ASSIGNED TASK: Every entry must appear in the answer exactly as written.

THE RECORDS:
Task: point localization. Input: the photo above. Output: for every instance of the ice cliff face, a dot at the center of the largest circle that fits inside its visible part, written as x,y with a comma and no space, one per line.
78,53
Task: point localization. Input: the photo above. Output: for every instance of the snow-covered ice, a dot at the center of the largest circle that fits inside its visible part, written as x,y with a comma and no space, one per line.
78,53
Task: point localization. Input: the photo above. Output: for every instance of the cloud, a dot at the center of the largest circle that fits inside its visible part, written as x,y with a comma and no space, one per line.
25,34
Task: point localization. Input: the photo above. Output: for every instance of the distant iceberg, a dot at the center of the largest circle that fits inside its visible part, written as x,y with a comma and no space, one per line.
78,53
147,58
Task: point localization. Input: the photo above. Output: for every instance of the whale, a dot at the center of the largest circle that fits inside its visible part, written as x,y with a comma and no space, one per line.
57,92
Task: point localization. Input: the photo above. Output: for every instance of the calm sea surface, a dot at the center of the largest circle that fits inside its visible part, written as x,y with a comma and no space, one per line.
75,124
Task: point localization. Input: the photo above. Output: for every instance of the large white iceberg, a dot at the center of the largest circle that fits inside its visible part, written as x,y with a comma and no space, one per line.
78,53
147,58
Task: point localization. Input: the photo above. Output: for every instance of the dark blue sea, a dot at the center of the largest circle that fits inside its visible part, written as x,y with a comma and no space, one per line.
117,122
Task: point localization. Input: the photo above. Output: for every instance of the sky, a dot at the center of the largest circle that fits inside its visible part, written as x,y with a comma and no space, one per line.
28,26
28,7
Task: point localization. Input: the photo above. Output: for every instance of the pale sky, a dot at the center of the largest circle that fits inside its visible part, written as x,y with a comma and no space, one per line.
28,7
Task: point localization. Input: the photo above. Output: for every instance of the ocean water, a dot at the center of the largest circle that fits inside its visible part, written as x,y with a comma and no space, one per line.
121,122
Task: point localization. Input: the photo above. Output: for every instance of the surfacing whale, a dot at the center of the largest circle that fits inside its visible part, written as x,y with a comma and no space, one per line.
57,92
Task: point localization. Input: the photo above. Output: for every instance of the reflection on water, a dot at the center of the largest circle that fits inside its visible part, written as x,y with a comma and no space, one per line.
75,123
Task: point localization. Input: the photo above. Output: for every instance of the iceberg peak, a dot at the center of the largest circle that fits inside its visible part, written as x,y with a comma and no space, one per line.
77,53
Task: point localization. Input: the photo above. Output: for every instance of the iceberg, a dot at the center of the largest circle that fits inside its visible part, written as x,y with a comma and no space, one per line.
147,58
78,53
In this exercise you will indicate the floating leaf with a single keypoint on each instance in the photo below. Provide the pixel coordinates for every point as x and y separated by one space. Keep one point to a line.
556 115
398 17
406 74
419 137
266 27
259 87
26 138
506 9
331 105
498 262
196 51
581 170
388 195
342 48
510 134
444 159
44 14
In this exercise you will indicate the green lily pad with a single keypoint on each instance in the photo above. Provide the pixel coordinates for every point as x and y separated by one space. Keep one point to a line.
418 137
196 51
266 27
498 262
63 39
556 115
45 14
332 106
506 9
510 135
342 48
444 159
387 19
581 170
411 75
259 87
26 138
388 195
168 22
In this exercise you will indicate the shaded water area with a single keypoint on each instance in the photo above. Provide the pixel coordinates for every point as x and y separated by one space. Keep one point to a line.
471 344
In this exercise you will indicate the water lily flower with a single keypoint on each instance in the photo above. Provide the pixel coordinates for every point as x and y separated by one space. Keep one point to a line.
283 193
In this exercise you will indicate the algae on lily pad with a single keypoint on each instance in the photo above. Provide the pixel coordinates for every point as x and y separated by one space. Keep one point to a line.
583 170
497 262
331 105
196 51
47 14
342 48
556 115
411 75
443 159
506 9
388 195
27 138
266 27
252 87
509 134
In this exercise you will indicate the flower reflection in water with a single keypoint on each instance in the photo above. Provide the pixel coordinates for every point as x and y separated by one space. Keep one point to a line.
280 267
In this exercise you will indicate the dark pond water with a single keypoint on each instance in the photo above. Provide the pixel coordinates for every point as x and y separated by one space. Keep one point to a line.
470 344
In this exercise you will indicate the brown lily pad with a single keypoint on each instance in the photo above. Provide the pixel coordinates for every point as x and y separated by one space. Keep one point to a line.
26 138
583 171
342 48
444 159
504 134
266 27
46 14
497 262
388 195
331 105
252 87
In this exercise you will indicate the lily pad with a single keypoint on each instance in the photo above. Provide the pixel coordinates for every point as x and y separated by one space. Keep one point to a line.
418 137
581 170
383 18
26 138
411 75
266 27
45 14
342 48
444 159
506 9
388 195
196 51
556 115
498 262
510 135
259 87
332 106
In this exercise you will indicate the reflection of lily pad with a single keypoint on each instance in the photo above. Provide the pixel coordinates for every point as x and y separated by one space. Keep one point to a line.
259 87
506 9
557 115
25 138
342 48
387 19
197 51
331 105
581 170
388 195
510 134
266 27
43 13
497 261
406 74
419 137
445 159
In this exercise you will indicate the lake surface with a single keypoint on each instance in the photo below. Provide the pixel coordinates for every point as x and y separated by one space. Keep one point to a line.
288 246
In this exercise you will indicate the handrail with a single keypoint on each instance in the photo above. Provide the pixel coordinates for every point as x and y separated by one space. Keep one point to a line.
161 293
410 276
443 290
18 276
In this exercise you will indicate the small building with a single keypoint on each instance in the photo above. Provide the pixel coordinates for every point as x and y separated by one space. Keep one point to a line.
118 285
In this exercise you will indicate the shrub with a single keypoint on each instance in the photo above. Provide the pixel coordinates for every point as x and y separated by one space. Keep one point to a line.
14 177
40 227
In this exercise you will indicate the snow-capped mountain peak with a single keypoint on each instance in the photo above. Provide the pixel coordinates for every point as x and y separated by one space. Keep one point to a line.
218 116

TASK OUTPUT:
Task: point localization. Input: the photo above. Output: for every instance of the ice cliff face, a dot at the center of the largest circle that fits inside its visible part, written as x,y with a comma and no space, one per line.
78,53
Task: point localization. Input: the photo above. Output: for every instance of the snow-covered ice, a dot at the center of the largest circle that fits inside its visible part, written as x,y with a comma and no space, one per line.
78,53
Task: point localization. Input: the photo above. Output: for every instance of the cloud, a dot at the center of the largest circle that fits inside its visible part, written as x,y with a comma and no space, one per line.
25,34
Task: point localization. Input: the photo above. Output: for every instance of the distant iceberg, a dot at the center of the largest circle that fits inside its visible part, written as x,y with a comma and no space, one per line.
78,53
147,58
Task: point localization. Input: the photo above. Output: for every instance of the whale, a dot at the center of the largest circle that fits inside its visible part, written as x,y with a comma and no space, one per line.
57,92
Task: point localization. Input: the photo above. Output: for every instance of the calm sea surface, a dot at the center of the largest circle that fits inside its visible part, written as x,y with a comma and no space, one per line.
75,124
Task: point localization. Input: the photo above. Output: for every instance of the large white iceberg, a dot at the center of the largest circle that fits inside its visible part, written as x,y with a comma and no space, one per line.
78,53
147,58
Task: point localization. Input: the photo above. Output: for every instance of the dark blue sea, a dot at the center of the largest circle that fits inside its visible part, written as x,y with a comma and no space, one per line.
117,122
Task: point localization. Input: the photo above. Output: for every instance of the sky, a dot at the center of the largest circle that fits inside its visible part, written as x,y with a comma and no space, one per line.
28,26
28,7
Task: point localization. Input: the photo above. Output: for every instance of the pale sky, a dot at the center of the largest circle that fits inside its visible part, written as x,y with a comma and no space, one per line.
28,7
Task: point localization. Input: the photo above. Output: for every instance of the ocean water, a dot at the center of the largest circle that fits inside its visible part, written as x,y with a comma and no space, one per line.
121,122
Task: point localization. Input: the photo above. Output: for every instance of the surfacing whale, a dot at the center of the largest circle that fits inside its visible part, written as x,y with a comma and no space, one per line.
57,92
Task: point localization. Input: the photo above. Output: for every instance of the reflection on water, a dot at the center of the largest circle that fits inside its visible part, written as x,y with a comma and no space, one per line.
75,123
Task: point localization. Input: the photo above. Output: for every instance of the iceberg peak, a dot at the center of the largest circle that fits inside its visible part, written as x,y with a comma and no space, one per line.
77,53
Task: point localization. Input: the photo above. Output: for every instance of the iceberg, a dot at the center of the largest circle that fits inside its visible part, written as x,y with a comma and no space, one per line.
147,58
78,53
In this exercise you will indicate the floating leaf with a single keypoint on each instance in the photo below. Provide the pixel coordinates for every point as x and y separated by one space. Keep one point to a line.
556 115
398 17
406 74
419 137
266 27
259 87
26 138
506 9
331 105
498 262
196 51
581 170
388 195
342 48
510 134
444 159
44 14
In this exercise you will indicate the green lily pad with a single keypoint on each instance in the photo above. Provide the pixel coordinates for every point as x and y separated by one space. Keep one point to a line.
418 137
196 51
266 27
498 262
63 39
556 115
45 14
332 106
506 9
510 135
342 48
444 159
387 19
581 170
411 75
259 87
26 138
388 195
168 22
In this exercise you will indicate the shaded water area with a single keypoint on each instance in the photo above. Provide the pixel coordinates for every point as x and y separated by one space. Keep one point to a line.
471 344
In this exercise you will indicate the water lily flower with a single keypoint on each instance in the photo above. Provide the pixel coordinates for every point as x and y separated by one space. Keep one point to a line.
283 193
In this exercise you will indicate the algae on lily pad with a single keypoint on each instance in the photo above. Provide the pixel coordinates for every point as x and y separated by one space. Keep one point to a line.
583 170
497 262
331 105
196 51
47 14
342 48
556 115
411 75
443 159
506 9
388 195
27 138
266 27
252 87
509 134
In this exercise you will indicate the flower reflection in water with a single keypoint on each instance in the photo above. Provide the pixel coordinates for every point as x and y separated by one space. Keep one point to a line.
280 267
In this exercise you will indicate the dark pond water with a single keypoint on each instance in the photo above. Provide the pixel coordinates for every point as x and y separated by one space. Keep one point to a line.
470 344
In this exercise you will indicate the brown lily pad with a single keypoint on each instance in the photo above. Provide the pixel coordinates for every point as x and y separated by one space. Keep one point to a line.
26 138
583 171
342 48
444 159
504 134
266 27
46 14
497 262
388 195
331 105
252 87
In this exercise you will indicate the lily pad with a single keypoint on each instance in the photo above. Provide the pixel coordinates for every point as x and y separated by one space. Keep one point to a line.
418 137
581 170
383 18
26 138
411 75
266 27
45 14
342 48
444 159
506 9
388 195
196 51
556 115
498 262
510 135
259 87
332 106
In this exercise you will indicate the reflection of lily pad with a single keypoint on each instance in the photo above. Provide the pixel coordinates for every point as x and y separated by one space. Keep one point to a line.
259 87
506 9
557 115
25 138
342 48
387 19
197 51
331 105
581 170
388 195
510 134
266 27
43 13
497 261
406 74
419 137
445 159
In this exercise you will indicate the lake surface with a single keypoint on each instance in the photo below. Provide the pixel coordinates for every point as x and y separated by one space. Keep one point to a line.
288 246
In this exercise you will indicate the handrail with a single keypoint on each instance in the photo above. Provide the pixel coordinates for every point as x and y separated by one space. Keep one point to a line.
161 293
410 276
443 290
18 276
In this exercise you will indicate the small building with a single keypoint on each instance in the photo above. Provide the pixel coordinates for every point as x and y separated by one space. Keep one point to a line.
118 285
In this exercise you will indicate the shrub with a single keypoint on each instance in the photo above. Provide the pixel coordinates for every point as x and y separated by one space. Keep one point to a line.
14 177
40 227
In this exercise you will indicate the snow-capped mountain peak with a single keypoint on each instance in the photo above. Provide the pixel coordinates for every point as x and y separated by one space. Keep one point to a line.
218 116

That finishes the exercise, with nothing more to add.